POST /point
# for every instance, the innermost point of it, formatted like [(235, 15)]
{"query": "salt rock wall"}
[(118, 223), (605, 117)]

________________

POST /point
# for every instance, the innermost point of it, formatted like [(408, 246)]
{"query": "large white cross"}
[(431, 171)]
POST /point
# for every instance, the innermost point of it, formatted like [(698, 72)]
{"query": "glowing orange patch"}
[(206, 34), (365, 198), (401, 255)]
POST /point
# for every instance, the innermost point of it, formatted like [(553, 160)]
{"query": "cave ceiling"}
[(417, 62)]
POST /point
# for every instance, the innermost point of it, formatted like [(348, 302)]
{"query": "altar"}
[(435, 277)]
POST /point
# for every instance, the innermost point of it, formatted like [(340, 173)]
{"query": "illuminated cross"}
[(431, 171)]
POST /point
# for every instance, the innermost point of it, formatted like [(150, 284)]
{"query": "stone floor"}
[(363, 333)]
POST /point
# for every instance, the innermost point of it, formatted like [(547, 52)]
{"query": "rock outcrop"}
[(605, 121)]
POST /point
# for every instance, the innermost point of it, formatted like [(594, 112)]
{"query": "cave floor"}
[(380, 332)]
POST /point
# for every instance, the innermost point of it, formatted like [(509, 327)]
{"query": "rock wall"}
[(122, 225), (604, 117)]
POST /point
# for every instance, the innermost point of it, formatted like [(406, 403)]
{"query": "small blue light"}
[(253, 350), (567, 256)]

________________

Identify every line in the data above that contains the string "query", and copy each one. Case counts.

• _Result_
{"query": "salt rock wall"}
{"query": "large white cross"}
{"query": "glowing orange patch"}
{"query": "cave ceiling"}
{"query": "altar"}
{"query": "illuminated cross"}
{"query": "stone floor"}
{"query": "rock outcrop"}
{"query": "cave floor"}
{"query": "rock wall"}
{"query": "small blue light"}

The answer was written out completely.